### [Task directions]
Please report, in full, every line in the items below that contains the word "plank". The match is case-sensitive.
▼
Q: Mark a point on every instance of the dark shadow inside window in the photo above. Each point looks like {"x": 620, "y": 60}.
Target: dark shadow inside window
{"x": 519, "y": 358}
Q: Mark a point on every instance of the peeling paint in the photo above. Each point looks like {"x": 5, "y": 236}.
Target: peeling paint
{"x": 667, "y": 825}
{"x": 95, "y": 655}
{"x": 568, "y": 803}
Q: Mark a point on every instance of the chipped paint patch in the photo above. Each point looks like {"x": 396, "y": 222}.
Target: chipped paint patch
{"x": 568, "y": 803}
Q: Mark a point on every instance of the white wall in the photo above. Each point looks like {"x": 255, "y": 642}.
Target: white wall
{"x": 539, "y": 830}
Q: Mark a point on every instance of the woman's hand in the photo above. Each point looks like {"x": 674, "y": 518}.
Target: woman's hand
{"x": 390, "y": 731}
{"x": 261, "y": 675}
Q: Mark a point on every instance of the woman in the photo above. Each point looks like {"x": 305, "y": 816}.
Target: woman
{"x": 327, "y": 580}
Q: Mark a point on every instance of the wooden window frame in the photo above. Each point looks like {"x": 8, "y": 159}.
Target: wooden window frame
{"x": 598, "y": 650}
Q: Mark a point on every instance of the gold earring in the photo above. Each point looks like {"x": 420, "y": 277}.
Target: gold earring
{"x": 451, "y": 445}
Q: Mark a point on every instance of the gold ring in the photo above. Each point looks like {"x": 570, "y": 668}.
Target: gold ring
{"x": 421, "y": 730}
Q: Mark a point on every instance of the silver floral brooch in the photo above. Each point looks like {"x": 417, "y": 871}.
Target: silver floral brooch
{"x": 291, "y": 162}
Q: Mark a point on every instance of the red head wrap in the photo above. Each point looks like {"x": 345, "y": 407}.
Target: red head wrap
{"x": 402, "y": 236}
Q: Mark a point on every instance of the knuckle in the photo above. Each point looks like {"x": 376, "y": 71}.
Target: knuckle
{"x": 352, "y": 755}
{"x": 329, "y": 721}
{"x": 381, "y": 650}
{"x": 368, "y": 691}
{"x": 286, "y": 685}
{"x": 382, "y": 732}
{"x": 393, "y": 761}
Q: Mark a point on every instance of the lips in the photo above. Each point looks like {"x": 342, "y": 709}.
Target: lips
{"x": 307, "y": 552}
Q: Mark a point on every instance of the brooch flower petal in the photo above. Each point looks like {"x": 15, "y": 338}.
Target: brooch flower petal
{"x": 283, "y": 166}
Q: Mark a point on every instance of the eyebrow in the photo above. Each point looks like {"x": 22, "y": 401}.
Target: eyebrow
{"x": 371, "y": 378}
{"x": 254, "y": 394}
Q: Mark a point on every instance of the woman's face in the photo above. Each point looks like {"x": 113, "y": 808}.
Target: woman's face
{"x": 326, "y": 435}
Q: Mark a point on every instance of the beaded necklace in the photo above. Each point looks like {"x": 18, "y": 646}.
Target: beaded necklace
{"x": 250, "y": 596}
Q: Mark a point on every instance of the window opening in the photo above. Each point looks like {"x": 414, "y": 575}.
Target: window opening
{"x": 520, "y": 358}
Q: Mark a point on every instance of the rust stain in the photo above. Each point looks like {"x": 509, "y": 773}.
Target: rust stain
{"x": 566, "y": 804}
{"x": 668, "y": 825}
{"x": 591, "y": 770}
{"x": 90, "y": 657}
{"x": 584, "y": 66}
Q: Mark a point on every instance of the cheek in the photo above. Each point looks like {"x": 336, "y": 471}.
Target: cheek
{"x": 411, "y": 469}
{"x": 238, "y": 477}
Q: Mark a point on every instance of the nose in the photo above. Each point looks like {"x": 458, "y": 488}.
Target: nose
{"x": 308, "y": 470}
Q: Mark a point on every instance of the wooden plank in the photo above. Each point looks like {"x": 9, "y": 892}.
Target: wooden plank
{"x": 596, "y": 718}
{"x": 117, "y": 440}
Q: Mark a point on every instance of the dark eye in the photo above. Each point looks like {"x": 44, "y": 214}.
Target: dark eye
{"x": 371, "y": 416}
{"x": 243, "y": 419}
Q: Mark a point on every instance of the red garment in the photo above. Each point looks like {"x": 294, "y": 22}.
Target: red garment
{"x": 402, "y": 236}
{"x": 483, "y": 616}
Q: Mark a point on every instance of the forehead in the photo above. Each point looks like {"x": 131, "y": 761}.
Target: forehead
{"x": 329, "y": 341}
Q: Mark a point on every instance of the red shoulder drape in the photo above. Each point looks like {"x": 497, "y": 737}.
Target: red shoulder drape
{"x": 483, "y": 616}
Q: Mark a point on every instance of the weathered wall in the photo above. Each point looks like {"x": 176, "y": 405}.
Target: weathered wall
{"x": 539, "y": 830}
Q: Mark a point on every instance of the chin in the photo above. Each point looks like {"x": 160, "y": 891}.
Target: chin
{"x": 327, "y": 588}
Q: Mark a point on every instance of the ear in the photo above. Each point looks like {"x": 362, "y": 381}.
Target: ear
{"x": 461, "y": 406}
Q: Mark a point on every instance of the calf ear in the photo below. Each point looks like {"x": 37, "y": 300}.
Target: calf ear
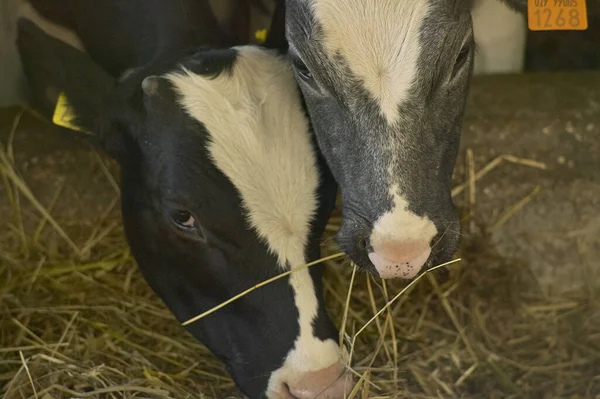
{"x": 517, "y": 5}
{"x": 53, "y": 67}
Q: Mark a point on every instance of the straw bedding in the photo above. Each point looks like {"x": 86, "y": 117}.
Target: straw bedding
{"x": 78, "y": 321}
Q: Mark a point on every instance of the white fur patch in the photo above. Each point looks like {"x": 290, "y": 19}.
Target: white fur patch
{"x": 401, "y": 224}
{"x": 379, "y": 39}
{"x": 260, "y": 140}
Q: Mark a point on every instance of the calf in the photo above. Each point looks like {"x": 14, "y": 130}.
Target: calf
{"x": 220, "y": 189}
{"x": 385, "y": 83}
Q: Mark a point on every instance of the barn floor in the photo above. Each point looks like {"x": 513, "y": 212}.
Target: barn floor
{"x": 518, "y": 317}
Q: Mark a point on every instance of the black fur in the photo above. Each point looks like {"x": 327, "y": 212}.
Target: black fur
{"x": 165, "y": 167}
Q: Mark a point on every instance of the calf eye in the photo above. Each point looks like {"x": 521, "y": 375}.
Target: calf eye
{"x": 302, "y": 69}
{"x": 185, "y": 221}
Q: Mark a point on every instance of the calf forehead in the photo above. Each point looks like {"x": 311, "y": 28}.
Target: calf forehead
{"x": 379, "y": 42}
{"x": 259, "y": 139}
{"x": 384, "y": 43}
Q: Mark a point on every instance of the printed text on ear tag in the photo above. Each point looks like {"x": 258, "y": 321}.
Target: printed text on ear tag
{"x": 557, "y": 15}
{"x": 261, "y": 36}
{"x": 63, "y": 116}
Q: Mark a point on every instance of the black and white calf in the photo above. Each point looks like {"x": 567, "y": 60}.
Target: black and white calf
{"x": 385, "y": 82}
{"x": 220, "y": 189}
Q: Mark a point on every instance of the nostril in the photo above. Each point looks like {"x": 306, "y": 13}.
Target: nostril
{"x": 329, "y": 383}
{"x": 362, "y": 244}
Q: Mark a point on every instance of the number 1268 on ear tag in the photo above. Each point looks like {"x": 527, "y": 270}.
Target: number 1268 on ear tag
{"x": 557, "y": 15}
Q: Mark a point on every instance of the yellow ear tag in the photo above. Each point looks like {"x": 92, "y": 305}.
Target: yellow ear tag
{"x": 63, "y": 116}
{"x": 545, "y": 15}
{"x": 261, "y": 35}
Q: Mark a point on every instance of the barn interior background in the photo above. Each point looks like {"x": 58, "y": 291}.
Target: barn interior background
{"x": 518, "y": 317}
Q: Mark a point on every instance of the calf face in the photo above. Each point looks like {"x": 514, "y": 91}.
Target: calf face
{"x": 220, "y": 190}
{"x": 385, "y": 82}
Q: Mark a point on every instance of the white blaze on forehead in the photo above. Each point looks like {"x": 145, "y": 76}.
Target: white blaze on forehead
{"x": 259, "y": 138}
{"x": 401, "y": 225}
{"x": 379, "y": 39}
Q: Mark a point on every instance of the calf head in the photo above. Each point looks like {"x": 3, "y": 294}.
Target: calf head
{"x": 220, "y": 190}
{"x": 385, "y": 82}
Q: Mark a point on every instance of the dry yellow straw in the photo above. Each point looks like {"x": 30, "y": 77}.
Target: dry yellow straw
{"x": 387, "y": 305}
{"x": 249, "y": 290}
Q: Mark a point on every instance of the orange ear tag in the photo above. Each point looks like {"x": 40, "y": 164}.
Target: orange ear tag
{"x": 557, "y": 15}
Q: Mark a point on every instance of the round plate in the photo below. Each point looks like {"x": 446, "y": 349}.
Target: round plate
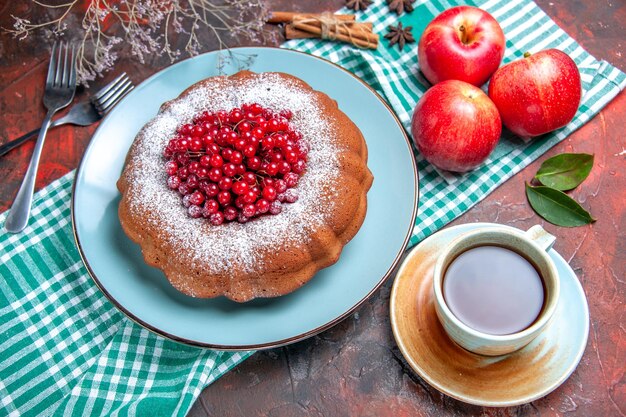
{"x": 502, "y": 381}
{"x": 144, "y": 294}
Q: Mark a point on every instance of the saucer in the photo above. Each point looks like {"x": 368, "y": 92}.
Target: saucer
{"x": 520, "y": 377}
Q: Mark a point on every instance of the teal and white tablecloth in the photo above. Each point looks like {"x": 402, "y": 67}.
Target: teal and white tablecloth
{"x": 65, "y": 350}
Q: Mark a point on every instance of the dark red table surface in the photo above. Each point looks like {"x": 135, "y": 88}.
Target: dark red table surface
{"x": 356, "y": 368}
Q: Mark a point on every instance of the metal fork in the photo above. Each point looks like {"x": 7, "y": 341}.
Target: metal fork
{"x": 84, "y": 113}
{"x": 59, "y": 92}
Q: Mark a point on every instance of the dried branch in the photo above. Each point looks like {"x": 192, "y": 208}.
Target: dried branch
{"x": 146, "y": 26}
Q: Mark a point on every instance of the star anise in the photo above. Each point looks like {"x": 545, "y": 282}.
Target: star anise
{"x": 357, "y": 5}
{"x": 399, "y": 35}
{"x": 401, "y": 6}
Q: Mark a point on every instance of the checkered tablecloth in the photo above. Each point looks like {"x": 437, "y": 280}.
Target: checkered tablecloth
{"x": 65, "y": 350}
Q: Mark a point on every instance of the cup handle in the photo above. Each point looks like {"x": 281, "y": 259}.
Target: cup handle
{"x": 538, "y": 235}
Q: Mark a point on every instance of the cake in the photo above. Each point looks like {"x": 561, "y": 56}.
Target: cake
{"x": 209, "y": 247}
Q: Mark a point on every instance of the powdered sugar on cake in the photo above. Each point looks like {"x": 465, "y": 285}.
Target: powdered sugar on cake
{"x": 221, "y": 246}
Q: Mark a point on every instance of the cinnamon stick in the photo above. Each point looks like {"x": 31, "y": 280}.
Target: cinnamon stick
{"x": 292, "y": 33}
{"x": 288, "y": 17}
{"x": 357, "y": 37}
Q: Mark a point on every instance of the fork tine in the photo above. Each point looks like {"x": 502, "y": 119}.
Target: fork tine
{"x": 72, "y": 80}
{"x": 66, "y": 75}
{"x": 52, "y": 66}
{"x": 119, "y": 94}
{"x": 109, "y": 87}
{"x": 59, "y": 74}
{"x": 103, "y": 99}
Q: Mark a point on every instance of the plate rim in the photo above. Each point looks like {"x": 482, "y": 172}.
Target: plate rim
{"x": 281, "y": 342}
{"x": 470, "y": 400}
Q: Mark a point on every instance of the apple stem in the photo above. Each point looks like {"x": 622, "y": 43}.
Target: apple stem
{"x": 463, "y": 34}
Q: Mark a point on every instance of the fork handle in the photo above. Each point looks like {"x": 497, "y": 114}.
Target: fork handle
{"x": 20, "y": 210}
{"x": 9, "y": 146}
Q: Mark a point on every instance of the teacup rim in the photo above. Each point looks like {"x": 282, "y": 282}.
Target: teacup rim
{"x": 440, "y": 300}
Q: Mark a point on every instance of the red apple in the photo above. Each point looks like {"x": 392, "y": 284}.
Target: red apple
{"x": 463, "y": 43}
{"x": 455, "y": 126}
{"x": 538, "y": 93}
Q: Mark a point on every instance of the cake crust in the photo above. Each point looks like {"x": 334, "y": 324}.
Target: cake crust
{"x": 271, "y": 255}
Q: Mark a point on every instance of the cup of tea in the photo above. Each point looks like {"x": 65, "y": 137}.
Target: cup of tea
{"x": 496, "y": 288}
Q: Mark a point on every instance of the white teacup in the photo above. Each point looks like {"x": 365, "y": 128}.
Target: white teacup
{"x": 532, "y": 245}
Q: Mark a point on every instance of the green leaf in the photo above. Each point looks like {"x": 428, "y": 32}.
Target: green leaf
{"x": 557, "y": 207}
{"x": 565, "y": 171}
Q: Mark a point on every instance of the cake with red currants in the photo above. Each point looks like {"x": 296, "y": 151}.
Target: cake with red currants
{"x": 245, "y": 186}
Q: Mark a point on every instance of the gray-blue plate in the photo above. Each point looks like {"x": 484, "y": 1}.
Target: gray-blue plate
{"x": 144, "y": 294}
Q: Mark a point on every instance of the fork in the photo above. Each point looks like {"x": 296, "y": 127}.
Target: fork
{"x": 84, "y": 113}
{"x": 59, "y": 92}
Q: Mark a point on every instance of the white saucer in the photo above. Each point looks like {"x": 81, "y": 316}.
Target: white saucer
{"x": 518, "y": 378}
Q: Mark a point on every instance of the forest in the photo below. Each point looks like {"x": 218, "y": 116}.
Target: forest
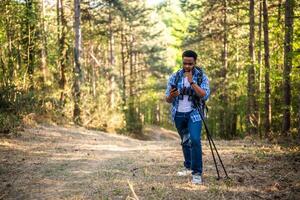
{"x": 104, "y": 64}
{"x": 83, "y": 111}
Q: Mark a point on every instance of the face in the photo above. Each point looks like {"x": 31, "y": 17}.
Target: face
{"x": 188, "y": 63}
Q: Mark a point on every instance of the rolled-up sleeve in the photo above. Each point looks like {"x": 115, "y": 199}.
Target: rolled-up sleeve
{"x": 205, "y": 86}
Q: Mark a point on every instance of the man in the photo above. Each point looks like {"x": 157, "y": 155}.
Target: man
{"x": 184, "y": 91}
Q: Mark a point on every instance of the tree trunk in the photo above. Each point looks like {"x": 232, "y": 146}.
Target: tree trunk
{"x": 62, "y": 51}
{"x": 111, "y": 77}
{"x": 267, "y": 106}
{"x": 252, "y": 106}
{"x": 77, "y": 67}
{"x": 44, "y": 51}
{"x": 30, "y": 20}
{"x": 288, "y": 49}
{"x": 123, "y": 67}
{"x": 259, "y": 60}
{"x": 224, "y": 114}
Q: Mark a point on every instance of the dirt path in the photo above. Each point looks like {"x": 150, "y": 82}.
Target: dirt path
{"x": 74, "y": 163}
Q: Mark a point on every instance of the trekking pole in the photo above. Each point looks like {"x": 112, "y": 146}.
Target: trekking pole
{"x": 209, "y": 137}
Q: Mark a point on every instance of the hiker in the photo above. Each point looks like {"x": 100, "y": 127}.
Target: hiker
{"x": 186, "y": 89}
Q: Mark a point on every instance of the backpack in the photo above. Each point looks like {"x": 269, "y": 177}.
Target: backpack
{"x": 197, "y": 101}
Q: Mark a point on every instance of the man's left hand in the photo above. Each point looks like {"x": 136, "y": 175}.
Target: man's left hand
{"x": 189, "y": 75}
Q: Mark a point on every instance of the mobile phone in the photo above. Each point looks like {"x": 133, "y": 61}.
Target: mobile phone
{"x": 173, "y": 86}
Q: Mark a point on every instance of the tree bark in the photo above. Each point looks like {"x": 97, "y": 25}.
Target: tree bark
{"x": 267, "y": 106}
{"x": 44, "y": 52}
{"x": 111, "y": 77}
{"x": 77, "y": 67}
{"x": 62, "y": 50}
{"x": 288, "y": 49}
{"x": 223, "y": 97}
{"x": 30, "y": 20}
{"x": 252, "y": 105}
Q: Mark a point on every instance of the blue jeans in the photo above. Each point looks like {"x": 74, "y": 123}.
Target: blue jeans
{"x": 190, "y": 134}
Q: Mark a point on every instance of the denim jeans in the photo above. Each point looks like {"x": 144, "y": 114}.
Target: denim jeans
{"x": 190, "y": 134}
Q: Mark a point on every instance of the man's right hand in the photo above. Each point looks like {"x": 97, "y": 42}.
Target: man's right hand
{"x": 174, "y": 92}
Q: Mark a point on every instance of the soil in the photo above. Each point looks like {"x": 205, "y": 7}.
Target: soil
{"x": 54, "y": 162}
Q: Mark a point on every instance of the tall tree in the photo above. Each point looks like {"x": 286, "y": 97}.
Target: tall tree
{"x": 77, "y": 67}
{"x": 252, "y": 106}
{"x": 62, "y": 50}
{"x": 288, "y": 49}
{"x": 267, "y": 104}
{"x": 223, "y": 96}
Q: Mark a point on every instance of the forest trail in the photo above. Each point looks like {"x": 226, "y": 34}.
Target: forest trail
{"x": 52, "y": 162}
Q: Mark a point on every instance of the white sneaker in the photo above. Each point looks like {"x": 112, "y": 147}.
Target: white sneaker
{"x": 197, "y": 179}
{"x": 184, "y": 172}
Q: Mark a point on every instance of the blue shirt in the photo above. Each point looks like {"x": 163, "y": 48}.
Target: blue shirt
{"x": 195, "y": 116}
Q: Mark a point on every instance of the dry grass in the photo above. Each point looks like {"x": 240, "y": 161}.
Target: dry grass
{"x": 73, "y": 163}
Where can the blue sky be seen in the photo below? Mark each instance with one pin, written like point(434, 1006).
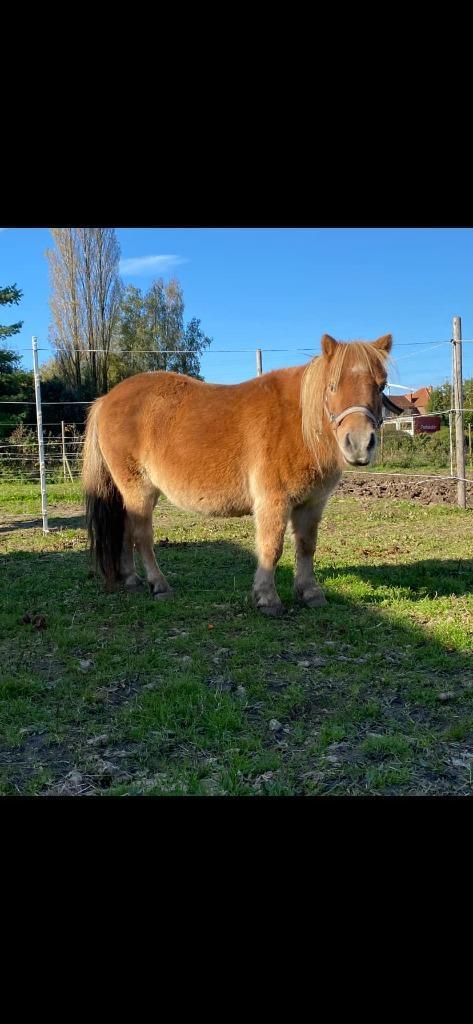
▲
### [Output for this task]
Q: Mark a point on every instance of the wooden plank in the photo above. Each point looks like {"x": 9, "y": 892}.
Target: wooden plank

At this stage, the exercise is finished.